>> BEGIN Data shown

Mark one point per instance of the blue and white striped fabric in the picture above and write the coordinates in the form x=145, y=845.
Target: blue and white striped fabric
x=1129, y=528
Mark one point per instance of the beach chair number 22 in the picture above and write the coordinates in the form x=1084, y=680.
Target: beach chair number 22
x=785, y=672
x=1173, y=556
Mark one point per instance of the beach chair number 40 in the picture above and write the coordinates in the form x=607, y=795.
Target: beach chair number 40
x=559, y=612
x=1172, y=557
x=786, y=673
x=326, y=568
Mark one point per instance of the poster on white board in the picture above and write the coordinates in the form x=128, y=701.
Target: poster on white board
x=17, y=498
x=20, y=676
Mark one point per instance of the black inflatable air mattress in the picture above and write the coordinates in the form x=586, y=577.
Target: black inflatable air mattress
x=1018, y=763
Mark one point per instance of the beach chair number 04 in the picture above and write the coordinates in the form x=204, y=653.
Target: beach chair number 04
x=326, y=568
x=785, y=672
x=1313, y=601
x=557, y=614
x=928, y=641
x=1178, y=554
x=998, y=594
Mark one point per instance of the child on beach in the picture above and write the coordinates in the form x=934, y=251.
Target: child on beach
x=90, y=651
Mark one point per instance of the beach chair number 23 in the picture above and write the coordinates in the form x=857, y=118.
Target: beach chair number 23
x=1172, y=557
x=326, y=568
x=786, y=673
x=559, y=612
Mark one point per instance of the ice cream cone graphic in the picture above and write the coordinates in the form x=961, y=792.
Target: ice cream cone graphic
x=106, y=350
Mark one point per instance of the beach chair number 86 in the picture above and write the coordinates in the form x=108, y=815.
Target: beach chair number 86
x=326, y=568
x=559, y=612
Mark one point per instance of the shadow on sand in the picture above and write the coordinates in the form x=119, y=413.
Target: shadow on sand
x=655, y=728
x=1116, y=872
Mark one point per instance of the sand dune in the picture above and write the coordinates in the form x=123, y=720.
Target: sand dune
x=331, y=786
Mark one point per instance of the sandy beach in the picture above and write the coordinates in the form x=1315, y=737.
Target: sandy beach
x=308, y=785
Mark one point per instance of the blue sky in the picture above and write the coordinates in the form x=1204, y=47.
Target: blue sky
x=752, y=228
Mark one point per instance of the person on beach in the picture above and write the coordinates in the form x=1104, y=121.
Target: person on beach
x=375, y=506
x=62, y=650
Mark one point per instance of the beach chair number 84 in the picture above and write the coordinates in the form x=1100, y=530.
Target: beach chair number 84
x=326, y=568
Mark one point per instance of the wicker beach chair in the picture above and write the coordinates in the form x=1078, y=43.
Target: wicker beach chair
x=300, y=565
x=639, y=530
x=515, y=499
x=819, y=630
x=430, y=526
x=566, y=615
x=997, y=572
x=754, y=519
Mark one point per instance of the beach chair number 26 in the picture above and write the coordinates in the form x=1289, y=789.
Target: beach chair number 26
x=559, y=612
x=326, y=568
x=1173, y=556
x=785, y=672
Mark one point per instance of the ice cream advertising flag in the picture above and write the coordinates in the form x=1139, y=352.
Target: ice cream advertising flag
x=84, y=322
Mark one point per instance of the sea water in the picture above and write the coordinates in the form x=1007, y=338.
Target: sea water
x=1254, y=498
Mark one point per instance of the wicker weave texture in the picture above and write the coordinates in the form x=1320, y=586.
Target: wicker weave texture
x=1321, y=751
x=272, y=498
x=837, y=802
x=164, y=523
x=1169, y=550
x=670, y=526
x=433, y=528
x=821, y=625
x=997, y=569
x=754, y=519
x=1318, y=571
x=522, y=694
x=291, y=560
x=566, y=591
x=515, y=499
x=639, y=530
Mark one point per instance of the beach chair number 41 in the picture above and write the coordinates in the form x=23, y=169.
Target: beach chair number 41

>> END Data shown

Copy the entries above, starting at the line that contains "Mark one point per instance of the ice cream advertising" and stopping after the line that contains "x=1254, y=498". Keep every line, but move each answer coordinate by adding 100 to its x and y values, and leave the numbers after "in the form" unchanged.

Mark one point per instance of the ice cream advertising flag in the picture above and write the coordinates in the form x=1139, y=352.
Target: ice cream advertising flag
x=184, y=422
Mark one point per instance of the sea water in the picture above and write the coordinates in the form x=1007, y=338.
Target: sea water
x=1354, y=598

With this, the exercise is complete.